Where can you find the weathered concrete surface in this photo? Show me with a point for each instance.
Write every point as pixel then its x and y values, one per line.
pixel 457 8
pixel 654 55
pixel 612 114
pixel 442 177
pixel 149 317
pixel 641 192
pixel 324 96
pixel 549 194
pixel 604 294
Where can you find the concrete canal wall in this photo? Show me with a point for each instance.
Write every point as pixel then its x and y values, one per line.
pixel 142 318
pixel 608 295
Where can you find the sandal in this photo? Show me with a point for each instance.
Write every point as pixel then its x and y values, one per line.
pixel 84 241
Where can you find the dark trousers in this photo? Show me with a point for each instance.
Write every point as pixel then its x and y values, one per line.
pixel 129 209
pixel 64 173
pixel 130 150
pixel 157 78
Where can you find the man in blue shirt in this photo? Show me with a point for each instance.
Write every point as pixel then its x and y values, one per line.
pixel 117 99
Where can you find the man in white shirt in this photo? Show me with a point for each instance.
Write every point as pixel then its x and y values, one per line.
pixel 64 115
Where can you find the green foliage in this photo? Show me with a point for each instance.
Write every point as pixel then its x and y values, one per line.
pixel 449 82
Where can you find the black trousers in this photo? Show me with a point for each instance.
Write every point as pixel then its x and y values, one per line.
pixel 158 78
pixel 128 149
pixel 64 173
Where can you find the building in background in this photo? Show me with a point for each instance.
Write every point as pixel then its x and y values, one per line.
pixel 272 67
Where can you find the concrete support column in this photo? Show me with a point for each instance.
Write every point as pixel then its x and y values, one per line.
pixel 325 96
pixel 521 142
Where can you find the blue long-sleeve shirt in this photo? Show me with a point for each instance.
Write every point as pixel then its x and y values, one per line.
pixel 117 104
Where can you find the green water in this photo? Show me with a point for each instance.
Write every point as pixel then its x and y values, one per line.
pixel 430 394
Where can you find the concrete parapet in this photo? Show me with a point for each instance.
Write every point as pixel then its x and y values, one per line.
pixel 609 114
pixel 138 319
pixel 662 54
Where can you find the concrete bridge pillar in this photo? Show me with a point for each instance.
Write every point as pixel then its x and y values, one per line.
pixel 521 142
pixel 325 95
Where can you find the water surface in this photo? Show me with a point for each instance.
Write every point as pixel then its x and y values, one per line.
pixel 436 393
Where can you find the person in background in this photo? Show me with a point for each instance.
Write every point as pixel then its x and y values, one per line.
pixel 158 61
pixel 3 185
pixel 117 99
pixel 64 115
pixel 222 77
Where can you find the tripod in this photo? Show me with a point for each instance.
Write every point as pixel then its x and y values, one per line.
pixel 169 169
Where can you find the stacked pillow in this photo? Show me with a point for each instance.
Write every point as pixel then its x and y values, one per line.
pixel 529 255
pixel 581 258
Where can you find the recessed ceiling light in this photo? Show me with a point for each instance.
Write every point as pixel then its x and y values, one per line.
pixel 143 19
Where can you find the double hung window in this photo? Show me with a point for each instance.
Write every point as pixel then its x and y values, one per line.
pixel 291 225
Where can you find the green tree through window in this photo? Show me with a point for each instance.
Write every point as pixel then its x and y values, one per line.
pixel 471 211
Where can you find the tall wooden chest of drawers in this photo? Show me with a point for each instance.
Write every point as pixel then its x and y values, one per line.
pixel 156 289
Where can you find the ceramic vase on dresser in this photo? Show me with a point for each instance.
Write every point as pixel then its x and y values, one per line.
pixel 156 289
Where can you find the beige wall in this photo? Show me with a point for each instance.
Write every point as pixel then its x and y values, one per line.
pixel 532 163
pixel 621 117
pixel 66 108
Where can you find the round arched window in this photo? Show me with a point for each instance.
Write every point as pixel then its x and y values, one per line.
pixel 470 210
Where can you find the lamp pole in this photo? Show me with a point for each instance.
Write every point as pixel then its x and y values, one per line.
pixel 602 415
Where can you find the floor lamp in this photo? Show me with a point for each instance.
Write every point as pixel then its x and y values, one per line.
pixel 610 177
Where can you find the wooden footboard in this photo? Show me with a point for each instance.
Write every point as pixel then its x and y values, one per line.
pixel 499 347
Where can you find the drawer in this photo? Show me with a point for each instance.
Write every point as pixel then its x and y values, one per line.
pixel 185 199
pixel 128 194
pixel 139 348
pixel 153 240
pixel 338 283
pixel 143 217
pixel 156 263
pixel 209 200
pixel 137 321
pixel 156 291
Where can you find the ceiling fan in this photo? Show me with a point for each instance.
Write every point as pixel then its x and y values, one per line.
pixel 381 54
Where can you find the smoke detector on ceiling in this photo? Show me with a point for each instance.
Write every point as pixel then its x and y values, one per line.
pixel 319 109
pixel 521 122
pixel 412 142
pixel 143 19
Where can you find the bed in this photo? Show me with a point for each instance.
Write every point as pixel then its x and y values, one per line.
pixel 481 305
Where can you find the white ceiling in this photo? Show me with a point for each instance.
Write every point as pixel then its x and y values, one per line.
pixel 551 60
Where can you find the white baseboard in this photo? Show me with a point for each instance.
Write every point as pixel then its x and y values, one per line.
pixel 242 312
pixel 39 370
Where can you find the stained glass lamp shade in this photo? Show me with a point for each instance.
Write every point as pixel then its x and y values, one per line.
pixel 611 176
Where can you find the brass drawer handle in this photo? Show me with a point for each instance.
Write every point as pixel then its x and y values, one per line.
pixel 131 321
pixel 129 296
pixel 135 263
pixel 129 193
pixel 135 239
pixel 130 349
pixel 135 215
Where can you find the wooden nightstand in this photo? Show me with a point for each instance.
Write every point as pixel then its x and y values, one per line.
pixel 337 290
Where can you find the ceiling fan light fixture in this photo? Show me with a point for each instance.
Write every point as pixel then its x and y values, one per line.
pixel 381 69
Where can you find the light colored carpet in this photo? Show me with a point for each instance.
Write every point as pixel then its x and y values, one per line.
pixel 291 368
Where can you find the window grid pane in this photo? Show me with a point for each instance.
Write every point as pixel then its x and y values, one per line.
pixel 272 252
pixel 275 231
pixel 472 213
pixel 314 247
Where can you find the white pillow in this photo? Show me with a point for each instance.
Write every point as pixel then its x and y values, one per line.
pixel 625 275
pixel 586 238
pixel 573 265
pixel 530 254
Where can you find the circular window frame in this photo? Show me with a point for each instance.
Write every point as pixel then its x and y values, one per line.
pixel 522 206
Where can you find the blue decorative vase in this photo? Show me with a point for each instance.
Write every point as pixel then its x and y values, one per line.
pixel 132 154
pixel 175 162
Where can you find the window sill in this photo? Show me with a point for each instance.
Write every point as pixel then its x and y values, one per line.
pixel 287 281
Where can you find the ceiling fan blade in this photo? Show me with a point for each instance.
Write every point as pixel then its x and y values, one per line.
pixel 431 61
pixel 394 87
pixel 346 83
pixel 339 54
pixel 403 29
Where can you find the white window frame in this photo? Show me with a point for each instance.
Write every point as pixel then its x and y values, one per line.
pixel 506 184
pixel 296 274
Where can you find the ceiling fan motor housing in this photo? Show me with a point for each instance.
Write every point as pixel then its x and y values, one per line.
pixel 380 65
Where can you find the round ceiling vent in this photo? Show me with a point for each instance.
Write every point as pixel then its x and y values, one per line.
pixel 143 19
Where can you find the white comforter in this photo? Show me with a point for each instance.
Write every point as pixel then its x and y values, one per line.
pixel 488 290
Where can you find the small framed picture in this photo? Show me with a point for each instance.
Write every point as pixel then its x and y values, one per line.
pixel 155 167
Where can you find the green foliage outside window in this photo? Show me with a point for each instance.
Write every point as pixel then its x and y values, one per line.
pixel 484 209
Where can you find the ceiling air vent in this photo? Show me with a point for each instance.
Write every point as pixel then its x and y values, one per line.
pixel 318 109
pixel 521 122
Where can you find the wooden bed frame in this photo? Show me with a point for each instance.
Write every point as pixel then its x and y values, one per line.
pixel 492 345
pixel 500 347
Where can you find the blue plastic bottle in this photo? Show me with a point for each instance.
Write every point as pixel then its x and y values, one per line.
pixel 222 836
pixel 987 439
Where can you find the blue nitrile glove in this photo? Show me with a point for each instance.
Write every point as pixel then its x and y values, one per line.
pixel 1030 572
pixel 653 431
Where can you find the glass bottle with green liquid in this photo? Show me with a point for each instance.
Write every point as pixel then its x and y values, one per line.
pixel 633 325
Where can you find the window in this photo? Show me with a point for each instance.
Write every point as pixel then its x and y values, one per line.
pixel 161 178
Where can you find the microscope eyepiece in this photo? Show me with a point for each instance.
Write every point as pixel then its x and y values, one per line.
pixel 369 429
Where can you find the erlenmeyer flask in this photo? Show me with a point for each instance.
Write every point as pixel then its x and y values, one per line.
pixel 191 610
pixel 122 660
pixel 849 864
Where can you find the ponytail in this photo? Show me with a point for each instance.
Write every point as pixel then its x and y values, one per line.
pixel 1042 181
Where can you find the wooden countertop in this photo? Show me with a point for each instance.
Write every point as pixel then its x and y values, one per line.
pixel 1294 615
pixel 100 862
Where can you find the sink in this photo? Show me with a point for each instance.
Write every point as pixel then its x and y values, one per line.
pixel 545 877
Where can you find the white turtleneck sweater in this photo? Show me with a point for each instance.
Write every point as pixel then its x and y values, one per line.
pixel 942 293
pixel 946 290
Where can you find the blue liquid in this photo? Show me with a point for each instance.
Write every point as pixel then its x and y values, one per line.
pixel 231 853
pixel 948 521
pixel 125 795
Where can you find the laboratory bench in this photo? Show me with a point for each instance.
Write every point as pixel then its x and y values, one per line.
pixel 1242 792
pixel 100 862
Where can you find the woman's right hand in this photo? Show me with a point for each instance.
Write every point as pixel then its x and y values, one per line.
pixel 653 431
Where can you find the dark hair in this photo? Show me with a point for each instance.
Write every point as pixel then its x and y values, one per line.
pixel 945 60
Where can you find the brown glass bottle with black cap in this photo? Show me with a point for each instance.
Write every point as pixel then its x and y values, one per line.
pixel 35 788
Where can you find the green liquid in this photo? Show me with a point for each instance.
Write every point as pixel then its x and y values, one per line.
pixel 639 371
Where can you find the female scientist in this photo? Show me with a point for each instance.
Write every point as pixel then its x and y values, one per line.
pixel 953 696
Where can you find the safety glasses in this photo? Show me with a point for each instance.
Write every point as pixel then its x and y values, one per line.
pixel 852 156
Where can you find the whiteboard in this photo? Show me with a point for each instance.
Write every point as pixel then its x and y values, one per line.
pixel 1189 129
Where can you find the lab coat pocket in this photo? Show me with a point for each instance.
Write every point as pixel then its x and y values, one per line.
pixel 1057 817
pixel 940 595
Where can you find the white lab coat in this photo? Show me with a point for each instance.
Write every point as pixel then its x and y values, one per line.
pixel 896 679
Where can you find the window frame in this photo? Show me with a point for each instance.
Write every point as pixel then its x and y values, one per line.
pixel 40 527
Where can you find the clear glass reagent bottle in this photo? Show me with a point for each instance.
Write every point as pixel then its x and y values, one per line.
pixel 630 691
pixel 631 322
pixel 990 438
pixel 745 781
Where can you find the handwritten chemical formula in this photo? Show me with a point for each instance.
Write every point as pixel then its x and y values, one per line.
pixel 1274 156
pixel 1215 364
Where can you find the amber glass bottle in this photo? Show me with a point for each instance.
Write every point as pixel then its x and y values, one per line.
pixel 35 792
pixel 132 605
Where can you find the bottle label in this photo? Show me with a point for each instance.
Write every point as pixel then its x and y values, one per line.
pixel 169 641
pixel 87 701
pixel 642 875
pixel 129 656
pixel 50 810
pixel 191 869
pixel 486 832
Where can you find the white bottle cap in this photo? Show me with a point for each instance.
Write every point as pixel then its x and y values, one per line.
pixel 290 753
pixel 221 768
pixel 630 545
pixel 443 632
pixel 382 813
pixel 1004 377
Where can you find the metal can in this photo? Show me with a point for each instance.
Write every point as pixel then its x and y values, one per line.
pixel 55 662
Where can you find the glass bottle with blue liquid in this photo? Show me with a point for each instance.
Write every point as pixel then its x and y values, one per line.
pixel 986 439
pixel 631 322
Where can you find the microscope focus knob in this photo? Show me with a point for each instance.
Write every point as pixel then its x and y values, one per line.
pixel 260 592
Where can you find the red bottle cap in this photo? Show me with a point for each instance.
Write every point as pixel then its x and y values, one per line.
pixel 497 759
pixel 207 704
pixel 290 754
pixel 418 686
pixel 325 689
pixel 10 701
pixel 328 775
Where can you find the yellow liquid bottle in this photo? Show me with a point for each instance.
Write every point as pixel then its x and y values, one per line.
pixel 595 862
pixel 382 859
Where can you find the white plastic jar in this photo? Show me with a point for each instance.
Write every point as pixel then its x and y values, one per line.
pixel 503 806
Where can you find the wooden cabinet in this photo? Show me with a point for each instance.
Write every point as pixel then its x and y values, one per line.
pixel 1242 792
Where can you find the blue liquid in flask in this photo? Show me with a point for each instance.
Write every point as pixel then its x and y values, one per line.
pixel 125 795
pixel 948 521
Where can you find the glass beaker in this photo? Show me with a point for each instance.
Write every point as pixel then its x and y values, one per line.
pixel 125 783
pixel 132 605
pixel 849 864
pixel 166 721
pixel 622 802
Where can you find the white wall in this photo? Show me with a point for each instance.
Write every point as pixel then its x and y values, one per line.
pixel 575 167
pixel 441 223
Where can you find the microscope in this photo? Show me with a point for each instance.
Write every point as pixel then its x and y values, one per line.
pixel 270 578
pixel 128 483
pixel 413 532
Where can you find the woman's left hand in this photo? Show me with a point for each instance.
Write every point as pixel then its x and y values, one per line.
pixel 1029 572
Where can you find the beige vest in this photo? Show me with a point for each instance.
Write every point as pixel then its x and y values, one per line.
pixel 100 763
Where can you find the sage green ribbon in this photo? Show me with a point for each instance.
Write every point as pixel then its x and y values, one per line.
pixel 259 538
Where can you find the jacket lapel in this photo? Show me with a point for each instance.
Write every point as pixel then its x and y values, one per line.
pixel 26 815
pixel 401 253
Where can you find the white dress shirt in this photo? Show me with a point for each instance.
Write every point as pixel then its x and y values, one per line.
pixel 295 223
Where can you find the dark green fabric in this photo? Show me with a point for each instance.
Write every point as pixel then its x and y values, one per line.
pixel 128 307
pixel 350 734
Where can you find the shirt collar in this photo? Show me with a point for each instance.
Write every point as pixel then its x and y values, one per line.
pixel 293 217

--------------------------------------------------

■ What you have to do:
Please arrange the records between the lines holding "Where can you find the brass" and "pixel 287 281", inclusive, and no others, as a two-column CSV with the headers text and answer. Give one row per record, with its text and its answer each in a single quoted field and every line break turned into a space.

■ Exercise answer:
text,answer
"Where can you find the brass drawer handle in this photo? Show me with a point for each instance. Write every point as pixel then its x and y values, one per line.","pixel 131 321 pixel 129 296 pixel 135 263 pixel 129 193 pixel 135 239 pixel 130 349 pixel 135 215"
"Where can you find the wooden nightstand in this photo? Show me with a point for each instance. Write every point as pixel then its x and y values, one per line.","pixel 337 290"
"Where can you find the ceiling fan light fixture in this photo? Show me with a point for each instance. Write every point as pixel then its x and y values, one per line.","pixel 381 69"
"Where can you find the light colored carpet in this photo? Show me with a point for each instance. Write every point as pixel then its x and y values, one per line.","pixel 291 368"
"Where can you find the window grid pane in this photo? Show me with a point for each instance. Write every point as pixel then its x and y values, one per line.","pixel 272 252 pixel 275 231 pixel 472 213 pixel 314 247"
"Where can you find the white pillow in this photo? Show me with a point for each instance. Write every point as pixel then its x and y values, one per line.","pixel 625 275 pixel 586 238 pixel 573 265 pixel 530 254"
"Where can you find the circular window frame in this photo? Show me with a point for each instance. Write every point as pixel then its x and y values, one per line.","pixel 522 206"
"Where can you find the blue decorative vase in this photo? Show me with a point for each instance. Write every point as pixel then its x and y values, one per line.","pixel 132 154 pixel 175 162"
"Where can you find the window sill in this photo? Show me with a point for each instance. Write every point as pixel then its x and y values, one per line.","pixel 287 281"